Activity: Extract the lines of the items from the line containing "0H406L249 85L269 120L391" through the line containing "positive clicks: (599, 124)", inclusive, and reproduce them unchanged.

(Stored records)
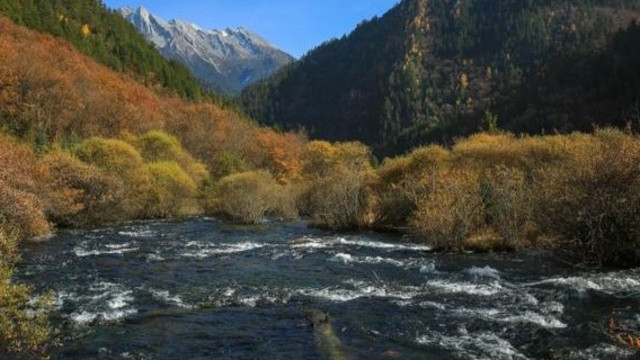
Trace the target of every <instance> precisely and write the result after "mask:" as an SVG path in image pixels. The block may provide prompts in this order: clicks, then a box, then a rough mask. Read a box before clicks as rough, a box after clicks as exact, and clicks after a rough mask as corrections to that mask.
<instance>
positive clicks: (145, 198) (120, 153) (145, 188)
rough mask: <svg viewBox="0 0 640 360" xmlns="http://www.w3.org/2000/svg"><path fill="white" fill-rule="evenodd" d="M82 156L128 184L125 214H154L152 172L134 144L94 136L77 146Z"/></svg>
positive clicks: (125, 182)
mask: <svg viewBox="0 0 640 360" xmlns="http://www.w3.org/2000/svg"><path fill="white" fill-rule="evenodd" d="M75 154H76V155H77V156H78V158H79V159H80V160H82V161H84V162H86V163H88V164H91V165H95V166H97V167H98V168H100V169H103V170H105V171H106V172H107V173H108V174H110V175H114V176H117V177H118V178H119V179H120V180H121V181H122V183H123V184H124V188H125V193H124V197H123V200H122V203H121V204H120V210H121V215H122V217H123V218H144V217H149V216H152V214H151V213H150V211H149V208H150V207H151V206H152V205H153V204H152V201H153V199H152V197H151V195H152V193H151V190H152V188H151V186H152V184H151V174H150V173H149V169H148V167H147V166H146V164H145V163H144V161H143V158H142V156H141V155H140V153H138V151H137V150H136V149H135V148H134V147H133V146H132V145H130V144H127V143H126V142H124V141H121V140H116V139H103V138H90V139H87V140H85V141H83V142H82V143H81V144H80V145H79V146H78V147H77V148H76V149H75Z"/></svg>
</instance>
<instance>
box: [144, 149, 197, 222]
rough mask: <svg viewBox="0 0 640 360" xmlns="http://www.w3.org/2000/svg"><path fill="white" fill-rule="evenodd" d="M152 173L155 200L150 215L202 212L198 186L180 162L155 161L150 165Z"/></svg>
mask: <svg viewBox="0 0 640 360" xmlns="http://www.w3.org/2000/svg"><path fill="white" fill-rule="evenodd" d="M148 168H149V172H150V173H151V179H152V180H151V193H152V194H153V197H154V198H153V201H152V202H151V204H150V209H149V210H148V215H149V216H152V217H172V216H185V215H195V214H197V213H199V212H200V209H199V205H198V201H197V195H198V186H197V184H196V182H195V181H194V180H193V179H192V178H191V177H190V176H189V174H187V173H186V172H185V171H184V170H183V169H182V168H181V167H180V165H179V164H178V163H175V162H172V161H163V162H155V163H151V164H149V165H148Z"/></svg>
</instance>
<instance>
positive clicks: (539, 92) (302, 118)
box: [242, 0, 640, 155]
--
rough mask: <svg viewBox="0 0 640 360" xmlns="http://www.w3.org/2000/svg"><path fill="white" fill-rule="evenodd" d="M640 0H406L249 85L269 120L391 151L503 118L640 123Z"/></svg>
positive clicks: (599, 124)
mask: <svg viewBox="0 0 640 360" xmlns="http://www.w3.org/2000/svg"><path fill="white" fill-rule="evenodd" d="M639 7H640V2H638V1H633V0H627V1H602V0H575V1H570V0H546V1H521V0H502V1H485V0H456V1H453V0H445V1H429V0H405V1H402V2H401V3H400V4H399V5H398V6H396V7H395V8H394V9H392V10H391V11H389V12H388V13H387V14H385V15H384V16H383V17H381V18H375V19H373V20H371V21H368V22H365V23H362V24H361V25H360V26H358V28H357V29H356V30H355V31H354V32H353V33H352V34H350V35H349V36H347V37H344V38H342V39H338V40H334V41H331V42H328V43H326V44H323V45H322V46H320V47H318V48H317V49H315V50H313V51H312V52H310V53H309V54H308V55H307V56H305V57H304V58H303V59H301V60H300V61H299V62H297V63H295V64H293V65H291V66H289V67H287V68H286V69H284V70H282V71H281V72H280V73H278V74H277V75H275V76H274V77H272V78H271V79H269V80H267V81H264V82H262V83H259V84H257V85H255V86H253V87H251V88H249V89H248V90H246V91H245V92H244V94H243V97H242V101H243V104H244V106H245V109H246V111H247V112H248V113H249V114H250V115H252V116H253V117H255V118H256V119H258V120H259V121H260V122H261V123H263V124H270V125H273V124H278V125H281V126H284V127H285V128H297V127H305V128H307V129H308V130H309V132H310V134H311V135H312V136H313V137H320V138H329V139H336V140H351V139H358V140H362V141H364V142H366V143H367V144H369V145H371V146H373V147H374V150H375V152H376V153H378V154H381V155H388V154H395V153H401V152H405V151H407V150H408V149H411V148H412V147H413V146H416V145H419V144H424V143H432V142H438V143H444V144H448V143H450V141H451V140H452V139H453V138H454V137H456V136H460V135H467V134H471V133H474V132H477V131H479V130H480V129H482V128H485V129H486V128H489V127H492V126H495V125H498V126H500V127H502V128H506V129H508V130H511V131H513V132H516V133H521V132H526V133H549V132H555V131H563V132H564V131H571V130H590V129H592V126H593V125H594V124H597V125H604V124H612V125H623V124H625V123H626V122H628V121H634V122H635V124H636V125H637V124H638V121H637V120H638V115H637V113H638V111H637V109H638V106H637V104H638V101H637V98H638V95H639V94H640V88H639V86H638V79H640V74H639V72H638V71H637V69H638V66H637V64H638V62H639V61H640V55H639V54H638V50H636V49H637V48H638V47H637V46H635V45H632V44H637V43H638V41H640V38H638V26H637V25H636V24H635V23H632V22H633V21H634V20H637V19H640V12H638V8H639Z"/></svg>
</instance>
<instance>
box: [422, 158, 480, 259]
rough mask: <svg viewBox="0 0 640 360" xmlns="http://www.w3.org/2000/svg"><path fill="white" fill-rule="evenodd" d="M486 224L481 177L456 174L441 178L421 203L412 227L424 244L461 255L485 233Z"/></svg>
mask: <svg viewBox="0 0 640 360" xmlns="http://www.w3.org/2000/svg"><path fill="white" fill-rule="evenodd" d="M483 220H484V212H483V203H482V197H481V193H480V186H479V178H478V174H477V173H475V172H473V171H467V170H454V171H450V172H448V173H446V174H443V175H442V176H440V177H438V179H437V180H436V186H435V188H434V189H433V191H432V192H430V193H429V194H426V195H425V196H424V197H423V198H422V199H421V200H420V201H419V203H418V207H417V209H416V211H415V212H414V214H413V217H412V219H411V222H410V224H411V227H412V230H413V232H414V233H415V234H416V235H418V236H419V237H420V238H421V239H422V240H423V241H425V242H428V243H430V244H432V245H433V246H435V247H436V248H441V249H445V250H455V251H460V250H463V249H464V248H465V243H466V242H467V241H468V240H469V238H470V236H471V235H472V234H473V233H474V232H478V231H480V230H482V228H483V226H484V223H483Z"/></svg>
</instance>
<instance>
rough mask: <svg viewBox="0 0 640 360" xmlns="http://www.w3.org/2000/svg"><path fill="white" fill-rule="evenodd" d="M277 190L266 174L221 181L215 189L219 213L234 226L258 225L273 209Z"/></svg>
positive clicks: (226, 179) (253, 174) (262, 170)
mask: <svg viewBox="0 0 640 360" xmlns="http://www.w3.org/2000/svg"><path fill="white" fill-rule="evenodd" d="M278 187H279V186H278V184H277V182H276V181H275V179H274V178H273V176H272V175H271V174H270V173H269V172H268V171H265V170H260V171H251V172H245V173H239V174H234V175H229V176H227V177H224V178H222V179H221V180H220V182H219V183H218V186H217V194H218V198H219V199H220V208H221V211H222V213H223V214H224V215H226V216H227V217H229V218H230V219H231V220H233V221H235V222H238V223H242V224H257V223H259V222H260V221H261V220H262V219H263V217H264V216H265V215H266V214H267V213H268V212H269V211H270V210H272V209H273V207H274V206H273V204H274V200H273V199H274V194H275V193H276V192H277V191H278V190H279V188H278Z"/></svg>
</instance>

The completed task:
rough mask: <svg viewBox="0 0 640 360" xmlns="http://www.w3.org/2000/svg"><path fill="white" fill-rule="evenodd" d="M640 0H406L249 85L269 120L391 151L503 118L640 123Z"/></svg>
positive clicks: (599, 124)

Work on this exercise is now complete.